▶ Given text:
- Directed by: P. Subramaniam
- Written by: Muttathu Varkey
- Based on: Padatha Painkili by Muttathu Varkey
- Produced by: P. Subramaniam
- Starring: Prem Nazir Miss Kumari K. V. Shanthi
- Edited by: K. D. George
- Music by: Brother Lakshmanan
- Production company: Neela Productions
- Release date: 22 March 1957;
- Country: India
- Language: Malayalam

= Padatha Painkili =

Padatha Painkili is a 1957 Indian Malayalam-language drama film based on the novel of the same name by Muttathu Varkey and directed by P. Subramaniam from a screenplay by Varkey. The film revolves around marriage and dowry problems. It depicts the machinations of a wicked, though wealthy man, against a poverty-stricken, God-fearing schoolteacher, with the final defeat of evil in the end. It stars Prem Nazir, Miss Kumari and Shanthi.

The film released in theatres on 22 March and went on to become a major critical and commercial success.The film marks the debut of Shanthi. Bahadoor's role as Chakkaravakkal was his first break. It won the National Film Award for Best Feature Film in Malayalam.

==Cast==
- Prem Nazir as Thankachan
- Miss Kumari as Chinnamma
- K. V. Shanthi as Lucy
- Kottarakkara Sreedharan Nair as Vendor Kutty
- Bahadoor as Chakkaravakkal
- T. S. Muthaiah as Luke (Luka Sir)
- Aranmula Ponnamma as Kunjadamma
- Vaanakkutti as Peeli
- S. P. Pillai as Mylan
- Adoor Pankajam as Thevi
- Pankajavalli
- T. N. Gopinathan Nair
- S. Menon
- Latheef
- Kuttiyamma

==Soundtrack==
The film's music was composed by Brother Lakshmanan with lyrics penned by Thirunayinaarkurichi Madhavan Nair.

(Records from a point labeling set)
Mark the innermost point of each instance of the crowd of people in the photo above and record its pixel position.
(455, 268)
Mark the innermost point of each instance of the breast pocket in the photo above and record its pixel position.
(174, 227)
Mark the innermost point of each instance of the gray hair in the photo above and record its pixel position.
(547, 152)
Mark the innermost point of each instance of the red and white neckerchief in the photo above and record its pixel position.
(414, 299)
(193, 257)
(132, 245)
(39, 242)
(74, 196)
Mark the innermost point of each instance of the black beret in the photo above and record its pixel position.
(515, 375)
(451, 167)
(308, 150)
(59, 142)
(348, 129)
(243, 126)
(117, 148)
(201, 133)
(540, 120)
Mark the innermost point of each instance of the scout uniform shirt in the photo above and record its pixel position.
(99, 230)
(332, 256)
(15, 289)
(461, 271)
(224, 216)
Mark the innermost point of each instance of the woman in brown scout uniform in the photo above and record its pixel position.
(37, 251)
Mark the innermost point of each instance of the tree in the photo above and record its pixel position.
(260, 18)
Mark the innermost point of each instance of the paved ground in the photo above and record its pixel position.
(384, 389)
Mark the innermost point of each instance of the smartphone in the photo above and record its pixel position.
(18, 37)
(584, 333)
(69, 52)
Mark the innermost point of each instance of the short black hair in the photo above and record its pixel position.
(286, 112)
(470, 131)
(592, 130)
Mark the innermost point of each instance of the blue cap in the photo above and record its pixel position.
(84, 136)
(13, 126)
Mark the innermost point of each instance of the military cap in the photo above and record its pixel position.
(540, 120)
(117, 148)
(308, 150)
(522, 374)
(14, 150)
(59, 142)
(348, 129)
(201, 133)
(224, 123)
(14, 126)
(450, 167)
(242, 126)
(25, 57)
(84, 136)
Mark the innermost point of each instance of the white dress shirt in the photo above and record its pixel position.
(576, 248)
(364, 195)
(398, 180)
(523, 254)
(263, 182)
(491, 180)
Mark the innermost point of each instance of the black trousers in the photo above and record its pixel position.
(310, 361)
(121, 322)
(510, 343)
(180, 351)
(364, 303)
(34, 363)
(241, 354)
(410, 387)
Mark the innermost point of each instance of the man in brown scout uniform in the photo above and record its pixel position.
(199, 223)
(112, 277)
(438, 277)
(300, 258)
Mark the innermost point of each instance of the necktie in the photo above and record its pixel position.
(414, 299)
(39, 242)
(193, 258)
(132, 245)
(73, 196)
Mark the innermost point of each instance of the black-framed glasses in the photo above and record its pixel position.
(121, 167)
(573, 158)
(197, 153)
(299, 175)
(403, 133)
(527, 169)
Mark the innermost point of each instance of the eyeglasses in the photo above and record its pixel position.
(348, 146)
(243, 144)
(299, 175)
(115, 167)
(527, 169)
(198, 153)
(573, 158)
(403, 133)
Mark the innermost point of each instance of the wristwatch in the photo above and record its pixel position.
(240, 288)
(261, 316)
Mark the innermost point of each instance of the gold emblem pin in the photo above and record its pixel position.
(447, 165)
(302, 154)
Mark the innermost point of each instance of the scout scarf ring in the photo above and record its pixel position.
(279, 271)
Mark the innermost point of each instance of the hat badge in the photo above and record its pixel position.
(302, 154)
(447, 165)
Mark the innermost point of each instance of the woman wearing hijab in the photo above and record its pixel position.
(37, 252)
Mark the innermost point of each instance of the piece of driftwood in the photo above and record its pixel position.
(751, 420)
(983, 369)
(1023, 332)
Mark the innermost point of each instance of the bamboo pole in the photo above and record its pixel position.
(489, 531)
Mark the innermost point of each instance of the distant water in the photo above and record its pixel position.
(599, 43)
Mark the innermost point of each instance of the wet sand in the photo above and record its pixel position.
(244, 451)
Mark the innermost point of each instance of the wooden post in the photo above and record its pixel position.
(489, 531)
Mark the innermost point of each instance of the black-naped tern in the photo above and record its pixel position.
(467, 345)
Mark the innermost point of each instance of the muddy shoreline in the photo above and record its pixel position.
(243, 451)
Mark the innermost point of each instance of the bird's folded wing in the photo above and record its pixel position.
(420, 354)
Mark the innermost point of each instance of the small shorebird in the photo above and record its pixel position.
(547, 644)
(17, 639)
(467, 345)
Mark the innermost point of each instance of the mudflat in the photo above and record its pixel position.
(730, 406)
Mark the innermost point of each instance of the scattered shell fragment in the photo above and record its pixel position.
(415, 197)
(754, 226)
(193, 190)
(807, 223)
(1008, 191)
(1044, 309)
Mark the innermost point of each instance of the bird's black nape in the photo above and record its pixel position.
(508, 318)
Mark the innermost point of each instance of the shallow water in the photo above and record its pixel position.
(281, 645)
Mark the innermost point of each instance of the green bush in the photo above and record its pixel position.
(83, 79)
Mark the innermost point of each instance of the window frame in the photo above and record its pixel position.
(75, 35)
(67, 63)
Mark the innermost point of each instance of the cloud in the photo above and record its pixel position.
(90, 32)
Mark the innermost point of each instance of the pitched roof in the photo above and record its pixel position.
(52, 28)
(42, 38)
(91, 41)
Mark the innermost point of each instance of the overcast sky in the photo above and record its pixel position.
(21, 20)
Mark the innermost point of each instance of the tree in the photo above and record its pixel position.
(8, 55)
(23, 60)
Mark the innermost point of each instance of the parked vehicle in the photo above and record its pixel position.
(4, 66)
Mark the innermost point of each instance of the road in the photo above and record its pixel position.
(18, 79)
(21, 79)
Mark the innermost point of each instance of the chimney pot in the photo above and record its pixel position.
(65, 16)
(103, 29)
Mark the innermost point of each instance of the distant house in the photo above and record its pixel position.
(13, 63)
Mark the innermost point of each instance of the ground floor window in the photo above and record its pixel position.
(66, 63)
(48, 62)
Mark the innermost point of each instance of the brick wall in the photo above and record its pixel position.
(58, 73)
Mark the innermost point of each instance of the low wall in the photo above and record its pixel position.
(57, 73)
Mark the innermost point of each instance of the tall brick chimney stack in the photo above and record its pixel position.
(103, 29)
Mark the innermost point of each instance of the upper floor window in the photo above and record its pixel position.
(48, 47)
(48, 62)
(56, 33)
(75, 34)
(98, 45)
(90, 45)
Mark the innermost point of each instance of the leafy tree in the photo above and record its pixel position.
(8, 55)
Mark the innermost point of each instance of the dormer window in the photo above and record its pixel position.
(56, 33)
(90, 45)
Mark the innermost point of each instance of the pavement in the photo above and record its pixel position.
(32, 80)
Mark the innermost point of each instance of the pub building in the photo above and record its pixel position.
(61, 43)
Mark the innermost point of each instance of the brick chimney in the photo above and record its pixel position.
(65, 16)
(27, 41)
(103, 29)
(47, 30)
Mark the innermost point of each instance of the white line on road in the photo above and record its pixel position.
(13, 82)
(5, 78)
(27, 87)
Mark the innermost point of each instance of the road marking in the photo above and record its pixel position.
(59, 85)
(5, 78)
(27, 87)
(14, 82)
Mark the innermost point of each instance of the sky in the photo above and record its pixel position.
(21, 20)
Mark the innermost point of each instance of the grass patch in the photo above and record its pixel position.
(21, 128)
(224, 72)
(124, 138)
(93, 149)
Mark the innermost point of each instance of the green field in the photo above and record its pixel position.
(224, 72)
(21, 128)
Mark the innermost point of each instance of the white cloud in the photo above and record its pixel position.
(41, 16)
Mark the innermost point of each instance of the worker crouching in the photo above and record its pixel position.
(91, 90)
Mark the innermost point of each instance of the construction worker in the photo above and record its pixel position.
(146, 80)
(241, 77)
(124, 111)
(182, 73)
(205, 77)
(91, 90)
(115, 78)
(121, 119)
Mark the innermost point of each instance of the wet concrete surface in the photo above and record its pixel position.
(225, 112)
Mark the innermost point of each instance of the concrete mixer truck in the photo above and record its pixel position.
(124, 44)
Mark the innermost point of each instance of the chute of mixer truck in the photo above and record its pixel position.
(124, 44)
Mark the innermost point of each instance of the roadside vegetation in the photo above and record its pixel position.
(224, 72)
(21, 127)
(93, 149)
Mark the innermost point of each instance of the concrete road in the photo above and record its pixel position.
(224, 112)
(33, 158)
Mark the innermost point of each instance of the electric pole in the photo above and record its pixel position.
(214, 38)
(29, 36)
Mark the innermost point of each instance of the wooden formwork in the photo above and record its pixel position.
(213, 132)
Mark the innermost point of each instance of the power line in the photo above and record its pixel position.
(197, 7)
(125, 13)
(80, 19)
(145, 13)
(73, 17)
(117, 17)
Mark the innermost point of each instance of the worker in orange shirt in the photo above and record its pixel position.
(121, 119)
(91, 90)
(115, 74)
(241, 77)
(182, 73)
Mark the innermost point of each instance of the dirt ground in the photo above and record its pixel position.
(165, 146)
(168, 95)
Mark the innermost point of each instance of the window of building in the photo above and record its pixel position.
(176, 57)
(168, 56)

▶ What the task asks: In the Padatha Painkili article, write out the stretch from "- Aranmula Ponnamma" through "Thirunayinaarkurichi Madhavan Nair." again, switching "Soundtrack" to "Music".

▶ Exercise result:
- Aranmula Ponnamma as Kunjadamma
- Vaanakkutti as Peeli
- S. P. Pillai as Mylan
- Adoor Pankajam as Thevi
- Pankajavalli
- T. N. Gopinathan Nair
- S. Menon
- Latheef
- Kuttiyamma

==Music==
The film's music was composed by Brother Lakshmanan with lyrics penned by Thirunayinaarkurichi Madhavan Nair.